§ PROVIDED ENTRIES:
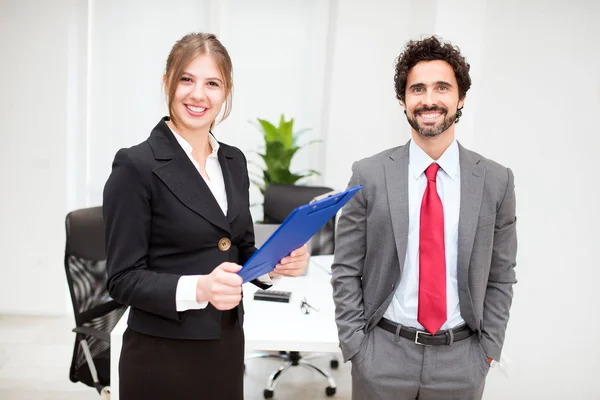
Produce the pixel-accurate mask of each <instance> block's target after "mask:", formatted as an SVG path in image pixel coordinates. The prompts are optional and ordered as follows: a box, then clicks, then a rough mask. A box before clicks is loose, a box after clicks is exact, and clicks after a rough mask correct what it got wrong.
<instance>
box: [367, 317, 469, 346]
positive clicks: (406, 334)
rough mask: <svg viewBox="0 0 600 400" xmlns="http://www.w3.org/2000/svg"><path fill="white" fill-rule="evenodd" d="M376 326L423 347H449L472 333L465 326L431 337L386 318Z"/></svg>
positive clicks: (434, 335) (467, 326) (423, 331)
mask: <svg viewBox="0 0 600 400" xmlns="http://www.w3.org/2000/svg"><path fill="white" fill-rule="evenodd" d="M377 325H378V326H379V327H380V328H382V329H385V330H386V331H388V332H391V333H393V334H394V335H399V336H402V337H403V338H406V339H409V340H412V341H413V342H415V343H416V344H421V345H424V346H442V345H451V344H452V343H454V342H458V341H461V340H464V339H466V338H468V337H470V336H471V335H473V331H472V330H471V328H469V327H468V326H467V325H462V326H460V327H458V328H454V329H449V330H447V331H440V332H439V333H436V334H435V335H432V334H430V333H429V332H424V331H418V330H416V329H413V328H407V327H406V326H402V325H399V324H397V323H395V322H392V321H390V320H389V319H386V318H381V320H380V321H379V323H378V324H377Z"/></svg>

...

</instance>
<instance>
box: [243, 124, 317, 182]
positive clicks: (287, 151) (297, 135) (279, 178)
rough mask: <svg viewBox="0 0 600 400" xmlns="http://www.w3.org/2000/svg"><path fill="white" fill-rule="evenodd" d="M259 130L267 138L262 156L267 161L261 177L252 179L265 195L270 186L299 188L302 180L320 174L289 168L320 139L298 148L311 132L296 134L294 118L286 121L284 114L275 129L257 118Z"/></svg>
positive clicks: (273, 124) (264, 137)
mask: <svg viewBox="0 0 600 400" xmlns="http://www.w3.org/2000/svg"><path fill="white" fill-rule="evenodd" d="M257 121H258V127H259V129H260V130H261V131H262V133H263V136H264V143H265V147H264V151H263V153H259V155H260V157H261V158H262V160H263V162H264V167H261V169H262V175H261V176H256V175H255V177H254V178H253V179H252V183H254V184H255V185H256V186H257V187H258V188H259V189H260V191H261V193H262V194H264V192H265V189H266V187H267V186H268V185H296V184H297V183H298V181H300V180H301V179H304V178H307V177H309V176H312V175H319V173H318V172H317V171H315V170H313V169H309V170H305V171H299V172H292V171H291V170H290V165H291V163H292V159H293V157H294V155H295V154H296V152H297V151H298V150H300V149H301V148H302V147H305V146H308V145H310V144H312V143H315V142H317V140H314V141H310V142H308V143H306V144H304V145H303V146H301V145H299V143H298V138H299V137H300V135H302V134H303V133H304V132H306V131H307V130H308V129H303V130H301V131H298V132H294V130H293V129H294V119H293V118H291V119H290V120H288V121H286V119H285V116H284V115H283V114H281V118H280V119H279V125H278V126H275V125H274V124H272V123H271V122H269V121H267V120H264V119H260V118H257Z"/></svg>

§ EXERCISE DIRECTIONS: Please list every line of the entries above that contains the string "instance".

§ EXERCISE RESPONSE:
Produce the pixel-accurate mask of each <instance> block's target after "mask:", formatted as an SVG path in image pixel coordinates. The prompts are optional and ordered as follows: a box, then clicks, then a rough mask. A box before clicks is loose, a box after clicks is exact, and clicks after a rough mask correct what it got wrong.
<instance>
</instance>
<instance>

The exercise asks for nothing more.